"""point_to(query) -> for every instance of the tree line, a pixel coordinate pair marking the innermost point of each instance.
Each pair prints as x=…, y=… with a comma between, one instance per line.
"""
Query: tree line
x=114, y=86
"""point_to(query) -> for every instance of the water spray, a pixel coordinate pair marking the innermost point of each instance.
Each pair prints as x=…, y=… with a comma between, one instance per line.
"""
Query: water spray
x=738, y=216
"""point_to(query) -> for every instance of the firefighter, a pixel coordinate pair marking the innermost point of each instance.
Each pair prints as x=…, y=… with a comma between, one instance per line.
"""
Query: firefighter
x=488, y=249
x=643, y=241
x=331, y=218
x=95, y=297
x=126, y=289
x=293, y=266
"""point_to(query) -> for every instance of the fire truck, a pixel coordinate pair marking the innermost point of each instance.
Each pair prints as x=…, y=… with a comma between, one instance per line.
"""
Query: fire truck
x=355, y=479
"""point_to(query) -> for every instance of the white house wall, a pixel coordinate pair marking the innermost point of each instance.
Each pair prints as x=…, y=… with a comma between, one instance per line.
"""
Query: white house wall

────────────────

## [DESCRIPTION OF THE TASK]
Write down the full listing again, exactly.

## [IN RESPONSE]
"""point_to(query) -> for every instance of the tree line, a pixel coordinate pair marking the innermost point of each instance.
Each pair prints as x=…, y=… with a comma between, one instance per line.
"""
Query: tree line
x=114, y=86
"""point_to(query) -> for every instance of the water spray, a pixel coordinate pair marking the innermost point of each instance.
Each pair prints as x=…, y=… with a comma between, one instance per line.
"""
Query: water spray
x=738, y=216
"""point_to(query) -> for every instance of the firefighter, a pixel coordinate pair marking the innermost point of each instance.
Each pair prints as x=…, y=… with a comma between, one instance per line.
"""
Query: firefighter
x=488, y=249
x=643, y=241
x=331, y=218
x=95, y=297
x=126, y=289
x=293, y=266
"""point_to(query) -> for every instance of the fire truck, a pixel coordinate pair marking the innermost point of each instance.
Each pair prints as x=…, y=… with a comma between, one instance per line.
"""
Query: fire truck
x=355, y=479
"""point_to(query) -> for every instance of the white house wall, a pixel coordinate pair marking the innermost point of each instance.
Each pair prints as x=…, y=… with a comma between, one instance per line.
"""
Query: white house wall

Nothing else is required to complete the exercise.